▸ **Aim of the exercise**:
When transcribing the entries, keep each one exactly as it is.

(Collected data entries)

**********

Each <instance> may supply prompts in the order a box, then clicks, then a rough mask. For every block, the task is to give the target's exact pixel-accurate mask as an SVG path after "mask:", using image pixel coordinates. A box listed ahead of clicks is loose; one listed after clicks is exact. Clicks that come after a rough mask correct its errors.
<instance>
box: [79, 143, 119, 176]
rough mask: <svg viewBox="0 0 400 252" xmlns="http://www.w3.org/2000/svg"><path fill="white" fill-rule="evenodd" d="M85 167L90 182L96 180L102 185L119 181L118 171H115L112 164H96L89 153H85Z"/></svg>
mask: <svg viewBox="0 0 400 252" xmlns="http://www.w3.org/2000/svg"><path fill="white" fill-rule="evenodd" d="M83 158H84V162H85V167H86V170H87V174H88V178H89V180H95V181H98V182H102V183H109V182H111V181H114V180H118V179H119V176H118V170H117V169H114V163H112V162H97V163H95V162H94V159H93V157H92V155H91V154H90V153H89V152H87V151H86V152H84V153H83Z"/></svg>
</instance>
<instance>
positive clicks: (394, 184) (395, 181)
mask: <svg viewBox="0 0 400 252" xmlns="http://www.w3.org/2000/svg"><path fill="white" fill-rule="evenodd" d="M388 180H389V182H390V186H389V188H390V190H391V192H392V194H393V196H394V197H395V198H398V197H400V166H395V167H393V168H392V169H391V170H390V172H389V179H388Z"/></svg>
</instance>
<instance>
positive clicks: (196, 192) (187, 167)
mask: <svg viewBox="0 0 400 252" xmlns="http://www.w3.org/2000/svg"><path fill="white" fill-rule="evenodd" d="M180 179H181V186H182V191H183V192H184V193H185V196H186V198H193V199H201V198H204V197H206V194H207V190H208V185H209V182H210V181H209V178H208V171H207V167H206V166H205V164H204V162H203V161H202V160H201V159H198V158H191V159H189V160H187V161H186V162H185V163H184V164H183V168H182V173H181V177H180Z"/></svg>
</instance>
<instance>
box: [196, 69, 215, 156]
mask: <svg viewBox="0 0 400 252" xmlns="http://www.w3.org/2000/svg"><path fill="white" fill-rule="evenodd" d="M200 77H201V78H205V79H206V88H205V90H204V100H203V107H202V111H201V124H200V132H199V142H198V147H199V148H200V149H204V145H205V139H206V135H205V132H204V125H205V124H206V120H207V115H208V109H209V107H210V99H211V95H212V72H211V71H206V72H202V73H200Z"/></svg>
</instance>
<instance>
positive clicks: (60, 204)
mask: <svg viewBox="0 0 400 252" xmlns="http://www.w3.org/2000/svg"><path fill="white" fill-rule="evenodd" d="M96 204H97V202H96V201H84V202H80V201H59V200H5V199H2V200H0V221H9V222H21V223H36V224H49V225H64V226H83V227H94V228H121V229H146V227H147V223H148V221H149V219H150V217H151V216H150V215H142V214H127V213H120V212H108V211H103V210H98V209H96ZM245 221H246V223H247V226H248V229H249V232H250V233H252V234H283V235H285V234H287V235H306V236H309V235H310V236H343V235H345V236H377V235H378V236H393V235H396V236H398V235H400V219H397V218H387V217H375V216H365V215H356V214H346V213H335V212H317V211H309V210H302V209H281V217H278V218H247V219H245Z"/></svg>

**********

▸ **Result**:
Each <instance> may supply prompts in the order a box, then clicks, then a rough mask. For every block, the task is to give the target's exact pixel-accurate mask as an SVG path after "mask:", using image pixel coordinates. A box listed ahead of clicks is loose; one listed after clicks is exact. Clicks that come after a rough mask correct its errors.
<instance>
box: [79, 143, 119, 176]
rough mask: <svg viewBox="0 0 400 252" xmlns="http://www.w3.org/2000/svg"><path fill="white" fill-rule="evenodd" d="M85 167L90 182L96 180L102 185L119 181L118 171H115L112 164H96L89 153H85Z"/></svg>
mask: <svg viewBox="0 0 400 252" xmlns="http://www.w3.org/2000/svg"><path fill="white" fill-rule="evenodd" d="M83 158H84V162H85V167H86V170H87V174H88V178H89V180H95V181H98V182H102V183H109V182H111V181H114V180H118V179H119V176H118V170H117V169H114V163H112V162H97V163H95V162H94V159H93V157H92V155H91V154H90V153H89V152H87V151H86V152H84V153H83Z"/></svg>
</instance>
<instance>
positive clicks: (394, 184) (395, 181)
mask: <svg viewBox="0 0 400 252" xmlns="http://www.w3.org/2000/svg"><path fill="white" fill-rule="evenodd" d="M388 180H389V182H390V186H389V188H390V190H391V192H392V194H393V196H394V197H395V198H398V197H400V166H395V167H393V168H392V169H391V170H390V172H389V179H388Z"/></svg>
</instance>
<instance>
positive clicks: (196, 192) (187, 167)
mask: <svg viewBox="0 0 400 252" xmlns="http://www.w3.org/2000/svg"><path fill="white" fill-rule="evenodd" d="M180 179H181V186H182V191H183V192H184V193H185V196H186V198H193V199H201V198H204V197H206V194H207V190H208V185H209V182H210V181H209V178H208V171H207V167H206V166H205V164H204V162H203V161H202V160H201V159H198V158H191V159H189V160H187V161H186V162H185V163H184V164H183V168H182V173H181V177H180Z"/></svg>
</instance>
<instance>
box: [196, 69, 215, 156]
mask: <svg viewBox="0 0 400 252" xmlns="http://www.w3.org/2000/svg"><path fill="white" fill-rule="evenodd" d="M200 77H201V78H205V79H206V88H205V90H204V100H203V107H202V111H201V124H200V132H199V142H198V147H199V148H200V149H204V145H205V139H206V135H205V132H204V125H205V124H206V120H207V115H208V109H209V107H210V99H211V95H212V72H211V71H206V72H202V73H200Z"/></svg>
</instance>
<instance>
positive clicks: (60, 204)
mask: <svg viewBox="0 0 400 252" xmlns="http://www.w3.org/2000/svg"><path fill="white" fill-rule="evenodd" d="M96 204H97V202H96V201H84V202H80V201H59V200H5V199H2V200H0V221H9V222H21V223H36V224H49V225H64V226H83V227H94V228H121V229H146V227H147V223H148V221H149V219H150V217H151V216H150V215H142V214H127V213H120V212H108V211H103V210H98V209H96ZM245 221H246V223H247V226H248V229H249V232H250V233H252V234H283V235H285V234H287V235H306V236H309V235H310V236H343V235H345V236H377V235H378V236H393V235H396V236H398V235H400V219H397V218H387V217H375V216H365V215H356V214H346V213H335V212H317V211H309V210H302V209H281V217H278V218H247V219H245Z"/></svg>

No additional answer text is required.